### Goal 1:
Return the passage from the position paper on Kenyan protest coverage starting at "If we take the" and ending at "leaders and organizers.".
### Goal 2:
In the position paper on Kenyan protest coverage, which police official did Karisa Maitha congratulate?
### Goal 3:
Write what comes next in the position paper on Kenyan protest coverage, picking up after its final sentence.

── Document section ──

Over and above all that, the main thrust of this position paper is to explore and jump start a multi-faceted online and face to face discussion among a wide cross section of progressive and democratic minded Kenyans about how exactly Kenyan social justice activists can involve and immerse themselves even further in the deepening and widening democratic struggles going on in many parts of Kenya to an even greater extent compared to the year 2002 even though it may not be as graphically and dramatically represented in the press coverage.

3.0 Distorted Media Coverage and the Manufacture of Consent Among Kenyans Abroad &
Online

If we take the Kisumu clashes as a case study, it is instructive to learn how the coverage of these clashes later on influenced the Kenyan public’s perceptions of what supposedly happened and how it effectively set the stage for the JUSTIFICATION, RATIONALIZATION and SANITIZATION of police brutality in the popular mind and of the attendant official NARC government propaganda and disinformation campaign against the vilified and demonized pro-democracy demonstrators and their Katiba Watch leaders and organizers.

And in order to do that, let us first go back to the days before the so called “riots” in Kisumu took place.

Here is how Karisa Maitha, a senior minister in Kibaki’s government reacted to the INITIAL July 3rd protest action of the Katiba Watch lobby group at Nairobi’s Uhuru Park:

“Monday, July 5, 2004

"Maitha commends action by the police
By Patrick Beja

"Tourism minister Karisa Maitha yesterday said those who earned the wrath of the police over the failed Katiba Watch rally in Nairobi got the treatment they deserved. And Coast MPs reacted sharply to the violence which erupted following the outlawing of Saturday’s Uhuru Park rally to press for constitutional reform. Maitha said he was happy that police moved with the necessary force to block the rally called by the Katiba Watch lobby. He said agitators for constitutional review process must follow the right procedure and respect law and order. And he said going to Uhuru Park after the rally was cancelled undermined the consensus- building process. "If you go to Uhuru Park, do you get a new Constitution from there?. The right procedures must be followed," he said angrily. Maitha said those who earned the wrath of the police at Uhuru Park after being advised by police to stay away deserved it."I congratulate the Commissioner of Police Brigadier Hussein Ali for not using excessive force to disperse the rowdy crowds which turned up at Uhuru Park. This was a display of professionalism by the police," he said.”

───
── Data listing ──

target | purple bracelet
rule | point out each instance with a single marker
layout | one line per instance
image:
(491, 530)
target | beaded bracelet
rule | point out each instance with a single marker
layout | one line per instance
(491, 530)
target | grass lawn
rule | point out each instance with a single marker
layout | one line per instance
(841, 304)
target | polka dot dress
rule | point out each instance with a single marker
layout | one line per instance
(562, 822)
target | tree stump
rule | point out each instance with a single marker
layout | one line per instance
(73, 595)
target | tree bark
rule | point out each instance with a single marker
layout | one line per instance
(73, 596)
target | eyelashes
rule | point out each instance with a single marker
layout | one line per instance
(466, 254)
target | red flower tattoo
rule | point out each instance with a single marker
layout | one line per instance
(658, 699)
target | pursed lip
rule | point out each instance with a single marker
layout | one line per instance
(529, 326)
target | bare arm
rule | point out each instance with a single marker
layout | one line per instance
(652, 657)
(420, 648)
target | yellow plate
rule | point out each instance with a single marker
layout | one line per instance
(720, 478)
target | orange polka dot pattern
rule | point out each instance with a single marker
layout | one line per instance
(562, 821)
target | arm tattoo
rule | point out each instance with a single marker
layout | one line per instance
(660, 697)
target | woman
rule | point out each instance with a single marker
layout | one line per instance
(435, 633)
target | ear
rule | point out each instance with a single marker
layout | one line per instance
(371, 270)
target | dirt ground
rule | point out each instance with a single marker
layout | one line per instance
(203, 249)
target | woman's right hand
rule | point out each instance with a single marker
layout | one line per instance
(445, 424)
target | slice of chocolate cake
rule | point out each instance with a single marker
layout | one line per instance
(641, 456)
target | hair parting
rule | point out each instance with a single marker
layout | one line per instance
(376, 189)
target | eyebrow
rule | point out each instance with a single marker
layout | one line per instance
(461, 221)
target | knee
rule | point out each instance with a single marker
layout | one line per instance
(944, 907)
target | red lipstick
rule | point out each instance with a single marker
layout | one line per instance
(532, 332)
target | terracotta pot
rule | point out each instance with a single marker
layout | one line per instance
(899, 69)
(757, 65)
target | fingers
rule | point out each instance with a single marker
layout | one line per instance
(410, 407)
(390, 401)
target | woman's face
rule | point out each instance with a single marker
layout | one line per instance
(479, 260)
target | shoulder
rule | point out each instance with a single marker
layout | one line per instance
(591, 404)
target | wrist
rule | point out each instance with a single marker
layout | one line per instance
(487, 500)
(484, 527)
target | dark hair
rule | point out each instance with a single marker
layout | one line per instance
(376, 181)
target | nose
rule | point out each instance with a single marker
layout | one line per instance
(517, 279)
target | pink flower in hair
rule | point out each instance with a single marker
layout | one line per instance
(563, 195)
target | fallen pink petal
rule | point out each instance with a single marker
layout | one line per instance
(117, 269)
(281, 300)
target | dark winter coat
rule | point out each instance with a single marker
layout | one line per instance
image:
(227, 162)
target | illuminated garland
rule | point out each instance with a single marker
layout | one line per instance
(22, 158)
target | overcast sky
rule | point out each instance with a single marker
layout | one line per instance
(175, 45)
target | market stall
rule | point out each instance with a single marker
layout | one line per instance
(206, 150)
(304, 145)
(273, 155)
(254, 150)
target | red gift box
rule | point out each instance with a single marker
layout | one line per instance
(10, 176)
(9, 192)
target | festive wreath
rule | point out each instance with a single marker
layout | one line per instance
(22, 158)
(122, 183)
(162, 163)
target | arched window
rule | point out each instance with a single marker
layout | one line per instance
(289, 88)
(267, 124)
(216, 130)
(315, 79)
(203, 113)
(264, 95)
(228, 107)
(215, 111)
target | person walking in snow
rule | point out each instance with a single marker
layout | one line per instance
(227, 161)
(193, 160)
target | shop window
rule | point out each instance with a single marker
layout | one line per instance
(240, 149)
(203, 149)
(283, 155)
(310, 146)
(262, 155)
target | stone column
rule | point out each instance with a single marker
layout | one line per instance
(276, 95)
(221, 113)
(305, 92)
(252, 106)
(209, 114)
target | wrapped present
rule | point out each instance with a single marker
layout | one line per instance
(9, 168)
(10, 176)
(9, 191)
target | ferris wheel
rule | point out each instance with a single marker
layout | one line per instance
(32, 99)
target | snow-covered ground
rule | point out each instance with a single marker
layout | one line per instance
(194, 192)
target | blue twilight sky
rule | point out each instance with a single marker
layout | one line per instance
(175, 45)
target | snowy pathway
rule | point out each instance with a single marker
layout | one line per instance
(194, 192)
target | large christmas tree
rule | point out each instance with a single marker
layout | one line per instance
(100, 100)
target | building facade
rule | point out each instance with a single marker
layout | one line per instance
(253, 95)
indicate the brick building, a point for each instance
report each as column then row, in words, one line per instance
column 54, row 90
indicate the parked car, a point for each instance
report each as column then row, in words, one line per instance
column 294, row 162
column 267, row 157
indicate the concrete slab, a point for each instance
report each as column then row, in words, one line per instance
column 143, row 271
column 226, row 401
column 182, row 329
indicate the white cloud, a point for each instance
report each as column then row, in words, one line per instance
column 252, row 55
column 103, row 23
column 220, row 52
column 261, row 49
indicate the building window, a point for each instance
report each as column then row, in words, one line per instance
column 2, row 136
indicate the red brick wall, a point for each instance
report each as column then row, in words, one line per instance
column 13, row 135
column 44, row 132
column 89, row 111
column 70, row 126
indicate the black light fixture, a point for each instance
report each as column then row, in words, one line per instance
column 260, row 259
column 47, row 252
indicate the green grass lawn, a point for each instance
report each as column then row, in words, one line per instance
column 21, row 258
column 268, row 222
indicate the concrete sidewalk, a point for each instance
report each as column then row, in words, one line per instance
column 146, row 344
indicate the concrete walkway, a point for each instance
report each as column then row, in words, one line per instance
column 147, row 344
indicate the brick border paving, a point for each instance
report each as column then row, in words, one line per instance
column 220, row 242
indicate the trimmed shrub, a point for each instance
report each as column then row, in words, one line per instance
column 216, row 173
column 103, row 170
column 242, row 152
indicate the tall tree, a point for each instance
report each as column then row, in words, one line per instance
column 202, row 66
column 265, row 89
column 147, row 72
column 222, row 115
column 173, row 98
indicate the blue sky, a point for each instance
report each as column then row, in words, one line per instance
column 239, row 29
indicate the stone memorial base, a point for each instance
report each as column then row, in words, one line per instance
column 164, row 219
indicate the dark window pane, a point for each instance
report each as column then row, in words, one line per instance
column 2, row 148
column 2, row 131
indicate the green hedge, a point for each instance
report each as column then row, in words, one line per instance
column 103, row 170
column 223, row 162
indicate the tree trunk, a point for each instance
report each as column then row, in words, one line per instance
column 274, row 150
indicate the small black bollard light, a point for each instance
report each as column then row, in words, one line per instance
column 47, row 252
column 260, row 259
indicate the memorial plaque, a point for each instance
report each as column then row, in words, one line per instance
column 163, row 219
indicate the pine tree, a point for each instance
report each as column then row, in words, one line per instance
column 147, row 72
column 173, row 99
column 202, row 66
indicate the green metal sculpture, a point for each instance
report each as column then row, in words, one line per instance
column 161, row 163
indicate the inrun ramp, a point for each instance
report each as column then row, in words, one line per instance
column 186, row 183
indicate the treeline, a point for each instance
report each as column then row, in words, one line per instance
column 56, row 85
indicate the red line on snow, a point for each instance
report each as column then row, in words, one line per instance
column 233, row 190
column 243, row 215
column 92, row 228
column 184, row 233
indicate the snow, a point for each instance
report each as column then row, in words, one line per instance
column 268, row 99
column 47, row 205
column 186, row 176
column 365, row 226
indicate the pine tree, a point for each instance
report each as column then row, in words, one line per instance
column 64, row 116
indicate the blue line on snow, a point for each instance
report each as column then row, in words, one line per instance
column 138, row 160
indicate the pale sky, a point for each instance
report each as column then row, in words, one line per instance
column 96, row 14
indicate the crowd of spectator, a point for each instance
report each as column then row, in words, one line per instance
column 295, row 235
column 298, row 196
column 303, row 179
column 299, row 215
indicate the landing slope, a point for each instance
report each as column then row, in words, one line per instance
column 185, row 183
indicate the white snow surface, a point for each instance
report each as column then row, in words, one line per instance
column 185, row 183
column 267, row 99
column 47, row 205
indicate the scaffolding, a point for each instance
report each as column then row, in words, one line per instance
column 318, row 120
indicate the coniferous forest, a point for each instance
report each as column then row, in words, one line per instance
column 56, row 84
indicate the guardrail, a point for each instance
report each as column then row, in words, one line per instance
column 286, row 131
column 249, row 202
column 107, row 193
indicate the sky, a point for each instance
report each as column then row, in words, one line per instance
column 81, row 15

───

### Exercise output 1:
If we take the Kisumu clashes as a case study, it is instructive to learn how the coverage of these clashes later on influenced the Kenyan public’s perceptions of what supposedly happened and how it effectively set the stage for the JUSTIFICATION, RATIONALIZATION and SANITIZATION of police brutality in the popular mind and of the attendant official NARC government propaganda and disinformation campaign against the vilified and demonized pro-democracy demonstrators and their Katiba Watch leaders and organizers.

### Exercise output 2:
Commissioner of Police Brigadier Hussein Ali.

### Exercise output 3:
SOURCE:

click here

And here is what Dr. Albert Mutua, the newly appointed Government Spokesperson was quoted by IRIN as saying:

“The government spokesman, Alfred Mutua, said the Saturday rally had been banned because police had received information that "criminal elements" planned to use the gathering as an excuse to engage in unlawful activities. "The rallies were banned in good faith," Mutua told IRIN on Monday, insisting that the government did not intend to suppress basic freedoms.”

SOURCE:


click here


The abortive rally has been covered extensively in text, audio and video formats, like this online movie produced by a group of Canadian and Kenyan social justice activists:


click here


So let us move on to the July 7,2004 demonstrations and riots that broke out in Kisumu.

This too was an event that received a lot of ink in the international media:

http://www.alertnet.org/thenews/newsdesk/L07540978.htm

http://www.voanews.com/article.cfm?objectID=AD2BB1C1-0D13-4419-A9B63985A82277A0

http://news.bbc.co.uk/2/hi/africa/3873433.stm

http://allafrica.com/stories/200407070444.html

http://www.guardian.co.uk/kenya/story/0,12689,1256336,00.html

http://www.channelnewsasia.com/stories/afp_world/view/94454/1/.html

What was interesting was the editorial reaction from WITHIN Kenya by Kenyan journalists who themselves are no strangers to police brutality.

From the Standard newspaper we read:

“Quest for rights must be dignified”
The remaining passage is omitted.